Rotary Phone Gets Bluetooth Upgrade

Rotary dial phones have a certain romantic charm about them; something never quite captured in the post-Touch Tone era. With landline phone services less popular than ever, these old workhorses aren’t really cut out for daily use anymore. However, with a modern brain transplant, they can still get the job done just fine.

[Xabier Zubizarreta] has undertaken to retrofit his FeTAp-611 rotary phone with a Bluetooth rig, allowing it to be used with smartphones to place and receive calls. A Raspberry Pi Zero W serves as the brains of the operation, chosen for its compact size and onboard Bluetooth and WiFi. Getting the Pi to work effectively with an Android phone as a Bluetooth audio device requires some trickery, but it’s nothing that can’t be fixed by custom compiling a few off-the-shelf tools. [Xabier]’s next big hurdle is finding a tidy way to generate a 30 VAC signal to drive the original ringer, something that proves difficult for most similar projects.

We love to see these telecommunication relics kept ticking, so if you happen to be building a vintage telephone exchange in your garden shed – be sure to let us know.

7 thoughts on “Rotary Phone Gets Bluetooth Upgrade

  1. For producing the appropriate voltages at the necessary AC frequency for driving an old-style ringer, there are off-the-shelf components to do just that. I used a PowerDsine ringing generator off eBay a while ago – no idea who I bought mine from, but there are some identical-looking parts here. Lots of other sellers appear to be available.

    12V DC input, 70VAC 20Hz output. Mine has a ~5V input which will suppress ringing, which is super-handy for driving from more modern electronics. A 3.3V output from a Raspberry Pi isn’t enough – I did some disgusting things with a transistor. I think. It’s been a while.

    (I was building a wireless SIP phone with a Raspberry Pi. I got most of it running, then got distracted – here’s it in its Arduino prototyping stages with the dial, hook and ringer all working. The Bluetooth stuff described sounds really interesting – I think I may just resurrect my own project as a peripheral for my mobile phone!)

  2. > Rotary dial phones have a certain romantic charm about them

    … just like mediaval torturing devices.

• DATASET:

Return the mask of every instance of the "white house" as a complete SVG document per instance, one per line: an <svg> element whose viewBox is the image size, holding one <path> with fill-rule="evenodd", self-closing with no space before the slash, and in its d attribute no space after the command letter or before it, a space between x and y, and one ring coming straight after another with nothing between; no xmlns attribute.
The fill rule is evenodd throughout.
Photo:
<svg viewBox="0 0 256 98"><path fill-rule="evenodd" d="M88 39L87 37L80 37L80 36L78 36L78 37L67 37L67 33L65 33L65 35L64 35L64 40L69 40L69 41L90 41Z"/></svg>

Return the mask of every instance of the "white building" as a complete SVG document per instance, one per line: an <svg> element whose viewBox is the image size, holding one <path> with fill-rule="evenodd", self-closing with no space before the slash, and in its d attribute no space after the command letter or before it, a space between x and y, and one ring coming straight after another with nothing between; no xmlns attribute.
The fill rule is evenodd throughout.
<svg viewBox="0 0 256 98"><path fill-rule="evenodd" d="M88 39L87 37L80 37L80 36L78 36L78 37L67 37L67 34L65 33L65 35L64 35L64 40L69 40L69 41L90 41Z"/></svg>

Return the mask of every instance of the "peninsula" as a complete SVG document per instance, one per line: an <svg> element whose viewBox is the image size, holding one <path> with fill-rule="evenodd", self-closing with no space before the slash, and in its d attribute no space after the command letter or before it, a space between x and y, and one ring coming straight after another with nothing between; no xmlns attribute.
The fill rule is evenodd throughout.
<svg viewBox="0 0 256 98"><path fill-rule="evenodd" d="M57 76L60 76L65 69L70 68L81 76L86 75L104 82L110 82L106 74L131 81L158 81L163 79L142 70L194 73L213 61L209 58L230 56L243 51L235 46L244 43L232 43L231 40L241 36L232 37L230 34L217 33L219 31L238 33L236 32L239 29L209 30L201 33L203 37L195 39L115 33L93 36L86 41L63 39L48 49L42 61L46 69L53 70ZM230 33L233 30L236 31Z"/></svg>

• PROBLEM: Reproduce the part of the rotary phone post starting at "12V DC input, 70VAC" and ending at "been a while.", word for word.

• OUTPUT BELOW:
12V DC input, 70VAC 20Hz output. Mine has a ~5V input which will suppress ringing, which is super-handy for driving from more modern electronics. A 3.3V output from a Raspberry Pi isn’t enough – I did some disgusting things with a transistor. I think. It’s been a while.